D'après le texte fourni sur la gouvernance des start-ups de la French Tech, quelle part des investisseurs en capital exige systématiquement un siège au conseil d'administration ?

**TEXTE FOURNI**

▽

L’écosystème de la French Tech a connu des jours meilleurs. Après une année 2021 fleurissante, celle qui a suivi a été plus houleuse. Des vents économiques contraires ont d’ailleurs eu raison de certaines entreprises qui ont reporté leurs tours de table en espérant voir arriver les beaux jours en 2023. Dans sa dernière étude, Erevena rappelle ainsi que l’année écoulée n’a pas été haute en couleurs pour les fondateurs d’entreprises. Le scandale FTX fin 2022 a braqué les projecteurs sur la gouvernance, et plus particulièrement sur les conseils d'administration des start-ups. FTX n'avait pas de conseil d'administration conventionnel, ce qui constitue un signal d'alarme, et a conduit à des appels en faveur d'une gouvernance d'entreprise plus stricte et plus efficace.

En janvier dernier, la chute de SVB a accru l'incertitude du marché pour les entreprises soutenues par des investisseurs en capital. Une question est alors revenue : quelle est l’influence des investisseurs en capital ? Les fondateurs ont besoin d’un « accès aux bons conseils, au bon moment, de la part de dirigeants indépendants qui savent par expérience comment naviguer dans l'adversité du marché » rappelle Erevena. Après cela, les VC et fondateurs veulent s’assurer qu'ils sont le mieux préparés à tout ce que le marché peut encore leur réserver. Et pour le savoir, ils ont aussi besoin des conseils d'administration des start-ups, qui devront être aussi prévoyants et efficaces que possible. En ce sens, l’ajout de membres indépendants au conseil d'administration est un moyen très efficace d'y parvenir. Everena fait le point sur la gouvernant des start-ups et, plus précisément, au sein de la French Tech.

Des chiffres encourageants…

« Sans surprise, près de 90 % des investisseurs en capital exigent systématiquement un siège au conseil d'administration dans le cadre de leur stratégie d'investissement ». Si l’on pouvait aisément s’attendre à ce résultat, les chiffres suivants sont assez surprenants mais montrent la bonne santé de la relation entre VC et fondateurs. Ainsi, 82 % des investisseurs en capital engagent la conversation avec les fondateurs sur la création de conseils d'administration dès le premier jour. 86 % des entreprises financées par un capital-risque disposent d'un conseil d'administration composé de fondateurs et d'investisseurs.

△

**MATÉRIEL**
▽

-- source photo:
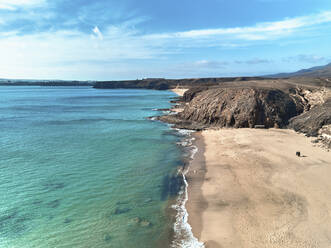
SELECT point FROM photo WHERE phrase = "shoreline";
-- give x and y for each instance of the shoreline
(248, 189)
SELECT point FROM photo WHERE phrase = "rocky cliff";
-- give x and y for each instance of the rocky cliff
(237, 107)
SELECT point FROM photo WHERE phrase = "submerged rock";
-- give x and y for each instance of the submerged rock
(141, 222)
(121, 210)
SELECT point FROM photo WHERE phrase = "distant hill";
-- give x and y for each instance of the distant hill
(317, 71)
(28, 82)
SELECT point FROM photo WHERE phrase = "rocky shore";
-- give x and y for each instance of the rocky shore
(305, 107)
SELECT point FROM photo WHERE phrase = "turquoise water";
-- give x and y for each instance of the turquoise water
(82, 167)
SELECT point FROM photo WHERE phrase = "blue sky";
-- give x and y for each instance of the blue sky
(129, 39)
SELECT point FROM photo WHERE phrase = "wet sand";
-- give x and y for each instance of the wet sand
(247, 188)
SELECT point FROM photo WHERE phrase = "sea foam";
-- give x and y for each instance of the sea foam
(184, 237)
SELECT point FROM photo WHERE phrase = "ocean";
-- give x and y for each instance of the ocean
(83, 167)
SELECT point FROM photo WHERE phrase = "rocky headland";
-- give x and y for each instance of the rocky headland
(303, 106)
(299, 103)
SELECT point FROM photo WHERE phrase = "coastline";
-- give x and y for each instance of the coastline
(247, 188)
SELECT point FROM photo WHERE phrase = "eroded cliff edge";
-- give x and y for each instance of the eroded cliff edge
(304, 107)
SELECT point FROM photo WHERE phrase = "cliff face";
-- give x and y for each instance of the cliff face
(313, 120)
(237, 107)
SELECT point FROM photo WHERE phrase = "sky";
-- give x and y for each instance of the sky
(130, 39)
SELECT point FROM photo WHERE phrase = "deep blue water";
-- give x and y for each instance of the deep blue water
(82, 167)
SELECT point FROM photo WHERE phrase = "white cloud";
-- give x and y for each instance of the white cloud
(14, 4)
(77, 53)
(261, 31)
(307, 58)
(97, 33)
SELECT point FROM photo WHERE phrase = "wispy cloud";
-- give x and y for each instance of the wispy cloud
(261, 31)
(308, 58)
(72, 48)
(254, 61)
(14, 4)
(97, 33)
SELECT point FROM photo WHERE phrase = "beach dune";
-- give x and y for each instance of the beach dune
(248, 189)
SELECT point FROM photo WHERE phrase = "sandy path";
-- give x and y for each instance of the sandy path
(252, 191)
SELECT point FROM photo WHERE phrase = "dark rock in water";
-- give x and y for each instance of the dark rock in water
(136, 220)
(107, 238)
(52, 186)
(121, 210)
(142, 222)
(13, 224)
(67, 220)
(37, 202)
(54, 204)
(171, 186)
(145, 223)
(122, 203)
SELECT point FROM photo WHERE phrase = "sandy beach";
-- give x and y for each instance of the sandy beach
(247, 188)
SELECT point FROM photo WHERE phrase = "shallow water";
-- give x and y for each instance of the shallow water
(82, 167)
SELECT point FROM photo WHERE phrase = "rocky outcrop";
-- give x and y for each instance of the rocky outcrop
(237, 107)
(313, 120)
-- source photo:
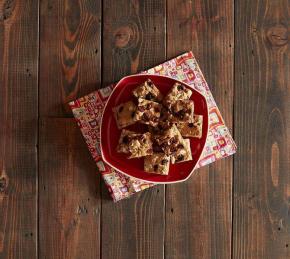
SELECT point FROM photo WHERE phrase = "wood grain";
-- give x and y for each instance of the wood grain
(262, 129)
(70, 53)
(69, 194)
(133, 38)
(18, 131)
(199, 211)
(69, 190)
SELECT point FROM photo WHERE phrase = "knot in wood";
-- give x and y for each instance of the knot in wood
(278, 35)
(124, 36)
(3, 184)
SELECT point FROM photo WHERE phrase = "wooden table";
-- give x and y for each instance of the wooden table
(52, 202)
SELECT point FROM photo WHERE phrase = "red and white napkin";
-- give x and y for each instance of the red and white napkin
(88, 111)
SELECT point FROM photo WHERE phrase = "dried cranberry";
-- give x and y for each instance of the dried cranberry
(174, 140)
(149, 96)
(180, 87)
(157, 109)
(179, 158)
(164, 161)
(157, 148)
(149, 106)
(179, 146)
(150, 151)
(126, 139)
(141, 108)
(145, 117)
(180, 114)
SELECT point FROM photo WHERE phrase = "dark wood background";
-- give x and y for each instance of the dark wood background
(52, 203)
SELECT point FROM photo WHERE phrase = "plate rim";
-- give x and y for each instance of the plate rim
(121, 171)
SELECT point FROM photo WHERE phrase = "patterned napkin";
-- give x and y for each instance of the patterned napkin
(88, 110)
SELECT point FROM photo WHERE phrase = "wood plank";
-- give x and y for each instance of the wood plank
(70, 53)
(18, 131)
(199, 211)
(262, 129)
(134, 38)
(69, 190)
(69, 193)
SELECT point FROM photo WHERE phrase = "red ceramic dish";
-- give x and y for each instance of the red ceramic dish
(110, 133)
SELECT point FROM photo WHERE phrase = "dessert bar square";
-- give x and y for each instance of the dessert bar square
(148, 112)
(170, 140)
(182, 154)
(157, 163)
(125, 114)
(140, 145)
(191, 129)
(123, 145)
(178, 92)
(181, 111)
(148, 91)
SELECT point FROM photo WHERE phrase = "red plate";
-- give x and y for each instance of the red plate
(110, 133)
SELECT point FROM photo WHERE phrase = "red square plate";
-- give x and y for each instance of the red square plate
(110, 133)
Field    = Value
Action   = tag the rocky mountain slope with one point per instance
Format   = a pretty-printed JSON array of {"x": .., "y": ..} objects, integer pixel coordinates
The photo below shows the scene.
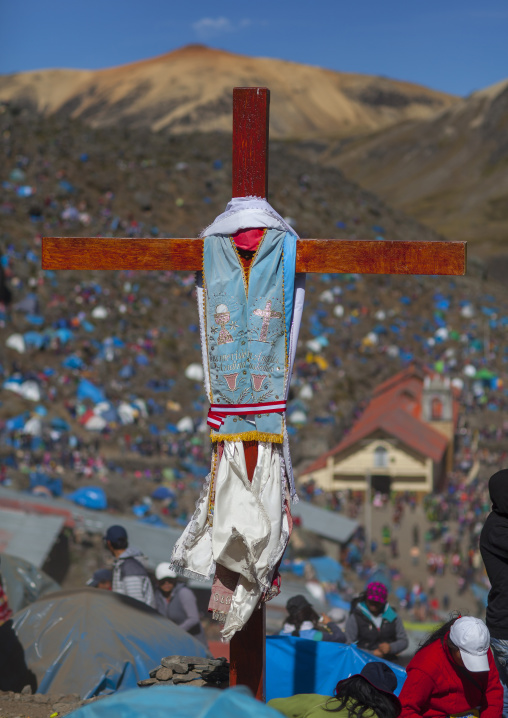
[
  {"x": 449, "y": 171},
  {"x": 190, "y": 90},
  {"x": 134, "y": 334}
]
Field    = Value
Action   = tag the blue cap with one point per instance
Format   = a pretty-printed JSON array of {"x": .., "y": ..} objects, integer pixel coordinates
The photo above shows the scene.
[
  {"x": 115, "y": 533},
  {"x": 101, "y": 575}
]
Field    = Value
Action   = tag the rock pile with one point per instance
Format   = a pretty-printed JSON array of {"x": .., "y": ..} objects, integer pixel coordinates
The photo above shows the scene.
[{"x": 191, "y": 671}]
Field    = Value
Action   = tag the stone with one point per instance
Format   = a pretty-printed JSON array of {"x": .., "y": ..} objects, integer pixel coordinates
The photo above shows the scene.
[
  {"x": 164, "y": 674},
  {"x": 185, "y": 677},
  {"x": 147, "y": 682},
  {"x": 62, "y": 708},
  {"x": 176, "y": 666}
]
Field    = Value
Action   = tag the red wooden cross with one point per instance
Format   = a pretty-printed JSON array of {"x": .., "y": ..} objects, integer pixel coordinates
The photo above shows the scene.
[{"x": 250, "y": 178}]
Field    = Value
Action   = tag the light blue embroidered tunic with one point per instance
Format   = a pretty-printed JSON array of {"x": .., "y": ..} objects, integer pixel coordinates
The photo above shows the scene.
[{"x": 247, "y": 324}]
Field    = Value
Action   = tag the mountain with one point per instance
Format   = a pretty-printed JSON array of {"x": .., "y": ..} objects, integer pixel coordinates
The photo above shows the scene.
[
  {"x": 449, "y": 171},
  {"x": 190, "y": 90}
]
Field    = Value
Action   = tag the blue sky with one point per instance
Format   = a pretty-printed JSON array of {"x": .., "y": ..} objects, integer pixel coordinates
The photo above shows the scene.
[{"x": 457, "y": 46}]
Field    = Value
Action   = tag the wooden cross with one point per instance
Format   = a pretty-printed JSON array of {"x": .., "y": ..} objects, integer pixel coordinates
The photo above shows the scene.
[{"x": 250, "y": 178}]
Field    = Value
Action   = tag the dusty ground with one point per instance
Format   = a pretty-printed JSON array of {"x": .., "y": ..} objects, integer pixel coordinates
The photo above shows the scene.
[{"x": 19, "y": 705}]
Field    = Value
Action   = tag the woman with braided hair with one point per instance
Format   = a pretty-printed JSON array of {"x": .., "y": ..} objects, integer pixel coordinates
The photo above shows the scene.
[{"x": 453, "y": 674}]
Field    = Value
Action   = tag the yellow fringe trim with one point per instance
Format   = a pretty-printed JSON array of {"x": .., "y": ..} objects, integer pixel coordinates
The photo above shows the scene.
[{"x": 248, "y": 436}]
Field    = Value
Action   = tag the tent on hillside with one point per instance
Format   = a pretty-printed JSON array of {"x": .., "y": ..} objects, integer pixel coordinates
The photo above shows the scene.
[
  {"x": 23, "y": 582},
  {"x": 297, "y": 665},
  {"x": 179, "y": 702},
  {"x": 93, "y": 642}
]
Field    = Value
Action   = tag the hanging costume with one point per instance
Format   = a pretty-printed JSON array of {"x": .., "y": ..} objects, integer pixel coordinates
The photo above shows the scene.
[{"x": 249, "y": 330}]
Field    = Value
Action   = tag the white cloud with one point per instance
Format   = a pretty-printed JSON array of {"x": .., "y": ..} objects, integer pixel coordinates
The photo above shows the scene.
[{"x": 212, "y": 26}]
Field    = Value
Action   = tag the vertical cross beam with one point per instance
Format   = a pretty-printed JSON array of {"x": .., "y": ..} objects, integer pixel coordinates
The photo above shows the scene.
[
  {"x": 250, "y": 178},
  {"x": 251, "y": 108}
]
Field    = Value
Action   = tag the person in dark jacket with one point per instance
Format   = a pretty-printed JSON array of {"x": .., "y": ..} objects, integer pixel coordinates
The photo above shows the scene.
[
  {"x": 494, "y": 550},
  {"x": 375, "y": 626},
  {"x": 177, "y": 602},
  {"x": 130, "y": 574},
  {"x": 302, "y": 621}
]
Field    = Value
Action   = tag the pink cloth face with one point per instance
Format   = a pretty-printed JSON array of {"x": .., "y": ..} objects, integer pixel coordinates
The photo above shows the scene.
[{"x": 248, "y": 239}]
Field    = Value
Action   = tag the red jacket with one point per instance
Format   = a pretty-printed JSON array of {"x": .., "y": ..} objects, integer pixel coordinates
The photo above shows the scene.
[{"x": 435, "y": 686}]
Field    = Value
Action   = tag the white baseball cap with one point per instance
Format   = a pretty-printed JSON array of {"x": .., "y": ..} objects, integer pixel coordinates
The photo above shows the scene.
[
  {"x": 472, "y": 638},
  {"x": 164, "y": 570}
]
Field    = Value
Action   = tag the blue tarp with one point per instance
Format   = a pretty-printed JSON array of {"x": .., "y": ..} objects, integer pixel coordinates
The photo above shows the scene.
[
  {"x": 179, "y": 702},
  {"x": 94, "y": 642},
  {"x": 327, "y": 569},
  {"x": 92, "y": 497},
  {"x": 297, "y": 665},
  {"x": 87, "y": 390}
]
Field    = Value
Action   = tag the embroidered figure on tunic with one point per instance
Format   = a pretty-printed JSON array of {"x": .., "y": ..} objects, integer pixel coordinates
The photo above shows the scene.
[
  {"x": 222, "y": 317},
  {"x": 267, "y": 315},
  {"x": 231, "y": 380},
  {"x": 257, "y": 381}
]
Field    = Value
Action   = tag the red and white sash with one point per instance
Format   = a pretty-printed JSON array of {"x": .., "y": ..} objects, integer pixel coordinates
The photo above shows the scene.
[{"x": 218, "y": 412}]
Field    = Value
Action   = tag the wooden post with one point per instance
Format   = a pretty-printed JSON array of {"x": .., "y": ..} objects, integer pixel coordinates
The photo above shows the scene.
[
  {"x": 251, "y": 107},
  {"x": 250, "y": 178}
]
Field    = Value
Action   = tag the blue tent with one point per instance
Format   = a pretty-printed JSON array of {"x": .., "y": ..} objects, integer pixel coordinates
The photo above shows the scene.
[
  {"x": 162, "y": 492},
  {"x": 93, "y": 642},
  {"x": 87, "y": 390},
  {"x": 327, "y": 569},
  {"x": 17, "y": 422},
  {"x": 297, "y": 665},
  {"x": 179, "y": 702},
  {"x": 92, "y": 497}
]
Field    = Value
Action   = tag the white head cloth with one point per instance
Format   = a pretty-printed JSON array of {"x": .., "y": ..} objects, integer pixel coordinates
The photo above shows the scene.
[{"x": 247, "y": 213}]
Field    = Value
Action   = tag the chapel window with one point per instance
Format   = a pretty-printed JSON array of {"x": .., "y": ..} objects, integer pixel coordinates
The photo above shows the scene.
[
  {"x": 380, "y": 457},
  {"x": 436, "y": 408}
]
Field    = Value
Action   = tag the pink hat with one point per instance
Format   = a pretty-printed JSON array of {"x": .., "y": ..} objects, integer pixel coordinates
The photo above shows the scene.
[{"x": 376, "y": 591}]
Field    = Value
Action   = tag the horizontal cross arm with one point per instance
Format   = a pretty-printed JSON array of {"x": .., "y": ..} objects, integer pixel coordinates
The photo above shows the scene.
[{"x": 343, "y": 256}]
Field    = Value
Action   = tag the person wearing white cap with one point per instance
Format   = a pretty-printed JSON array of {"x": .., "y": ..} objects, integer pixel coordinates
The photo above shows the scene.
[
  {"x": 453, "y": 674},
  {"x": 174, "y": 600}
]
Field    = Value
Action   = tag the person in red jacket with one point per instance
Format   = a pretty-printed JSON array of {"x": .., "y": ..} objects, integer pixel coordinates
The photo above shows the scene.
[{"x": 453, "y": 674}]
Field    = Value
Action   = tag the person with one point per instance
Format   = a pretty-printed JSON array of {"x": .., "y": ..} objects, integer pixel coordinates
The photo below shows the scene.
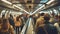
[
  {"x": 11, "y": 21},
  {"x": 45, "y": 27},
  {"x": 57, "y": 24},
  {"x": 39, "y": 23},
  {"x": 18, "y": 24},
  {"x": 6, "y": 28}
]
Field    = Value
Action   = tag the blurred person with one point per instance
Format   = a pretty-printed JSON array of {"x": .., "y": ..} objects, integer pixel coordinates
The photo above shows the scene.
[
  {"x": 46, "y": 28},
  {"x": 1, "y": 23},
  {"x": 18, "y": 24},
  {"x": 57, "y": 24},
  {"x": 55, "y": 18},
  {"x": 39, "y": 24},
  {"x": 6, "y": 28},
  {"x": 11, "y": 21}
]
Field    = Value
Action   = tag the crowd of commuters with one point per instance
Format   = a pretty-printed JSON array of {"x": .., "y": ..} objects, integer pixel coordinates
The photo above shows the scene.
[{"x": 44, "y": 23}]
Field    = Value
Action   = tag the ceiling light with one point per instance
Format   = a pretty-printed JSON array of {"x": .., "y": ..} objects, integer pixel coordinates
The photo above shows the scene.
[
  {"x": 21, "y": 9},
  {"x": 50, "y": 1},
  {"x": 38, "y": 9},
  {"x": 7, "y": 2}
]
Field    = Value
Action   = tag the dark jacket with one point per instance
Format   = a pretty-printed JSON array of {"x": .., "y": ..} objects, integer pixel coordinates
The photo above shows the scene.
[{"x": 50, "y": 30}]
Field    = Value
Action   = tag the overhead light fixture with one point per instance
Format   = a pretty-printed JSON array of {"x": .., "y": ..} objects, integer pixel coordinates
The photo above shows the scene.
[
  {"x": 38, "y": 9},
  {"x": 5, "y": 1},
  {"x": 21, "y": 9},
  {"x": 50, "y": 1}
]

△

**RÉPONSE**
Près de 90 % des investisseurs en capital.